◆ Passage given
By Andrew C. Hall, ESQ. - Hall, Lamb and Hall, P.A.

Many of us have experienced bad break-ups; few relationships last forever and parting ways can be an emotionally charged event. Dissolving a business partnership is no exception. But terminating a corporation does not have to be miserable or confrontational. On the contrary, any business break-up can be fair and just.

While most dissolutions are unexpected and complicated, a dose of foresight can make these events feel deliberate and straightforward.

The best course of action for ending a business relationship entails arriving at a comprehensive agreement. Unfortunately, the circumstances surrounding a termination often make such an agreement very difficult. That said, business partners should consider including the mechanics of termination in the agreement that initially creates the relationship.

Because the termination process is part of the boilerplate of standard agreements, principals rarely spend time on this area. Their line of thinking is natural: why discuss our business divorce before the marriage? However, this is precisely when these matters should be resolved, since fairness will still be the order of the day.

Common questions when addressing termination include: When can the agreement be terminated?; What are the rights of each party during the termination process and beyond?; How will the rights be established and who will do the same?; Where will control rest until the process is completed; What information will each party be entitled to along the way; and How will disputes be resolved, including the choice of forum and methodology?

Failure to contemplate these issues may require the dissolution to be resolved in court. When a deadlock exists as to the management of a company’s affairs — or when there are less than 35 shareholders and corporate assets are being wasted or misapplied, or the directors are acting or expected to act in a manner that is illegal or fraudulent — a shareholder may move for judicially dissolution under Fla. Stat. Sec. 607.1430.

When appropriate,the court can protect shareholders by appointing a receiver, custodian, or provisional director. If the case proceeds, the court may dissolve the corporation, in which case the business’s assets are used to pay debts and any surplus is proportionately distributed among shareholders.

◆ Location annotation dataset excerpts

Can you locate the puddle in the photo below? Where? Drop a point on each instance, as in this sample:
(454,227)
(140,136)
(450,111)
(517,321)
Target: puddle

◆ What to do
**1.** In the passage on business dissolution, what may the court appoint to protect shareholders?
**2.** Repeat the passage on business dissolution between "By Andrew C." and "creates the relationship.", inclusive.
The material is not needed here.

◆ Task responses
**1.** A receiver, custodian, or provisional director.

**2.**
By Andrew C. Hall, ESQ. - Hall, Lamb and Hall, P.A.

Many of us have experienced bad break-ups; few relationships last forever and parting ways can be an emotionally charged event. Dissolving a business partnership is no exception. But terminating a corporation does not have to be miserable or confrontational. On the contrary, any business break-up can be fair and just.

While most dissolutions are unexpected and complicated, a dose of foresight can make these events feel deliberate and straightforward.

The best course of action for ending a business relationship entails arriving at a comprehensive agreement. Unfortunately, the circumstances surrounding a termination often make such an agreement very difficult. That said, business partners should consider including the mechanics of termination in the agreement that initially creates the relationship.